Soal Singkat: Tuliskan kembali setiap baris daftar di bawah ini tanpa mengubah apa pun.

Bahan Masukan:

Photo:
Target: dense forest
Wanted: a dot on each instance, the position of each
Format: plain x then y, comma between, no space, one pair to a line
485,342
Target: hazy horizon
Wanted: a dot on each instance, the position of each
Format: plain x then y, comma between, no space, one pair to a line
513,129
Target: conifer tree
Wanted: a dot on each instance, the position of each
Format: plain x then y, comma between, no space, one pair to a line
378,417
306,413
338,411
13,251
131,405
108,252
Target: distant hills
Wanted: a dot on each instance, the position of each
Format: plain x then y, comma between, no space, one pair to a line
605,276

Penyelesaian Soal:
Photo:
Target: dense forest
Wanted: a dot on each instance, the position of each
Format: plain x then y, comma between, no space, one pair to a line
485,342
Target: hazy horizon
Wanted: a dot on each instance, the position of each
Format: plain x then y, comma between, no space, one pair to a line
513,129
Target: conifer tree
Wanted: a dot on each instance, the position of each
Format: plain x then y, comma between, no space, one pair to a line
378,417
306,413
338,411
13,251
131,405
108,252
Target: distant hills
Wanted: a dot on each instance, the position of each
Format: plain x then y, comma between, no space, one pair to a line
605,276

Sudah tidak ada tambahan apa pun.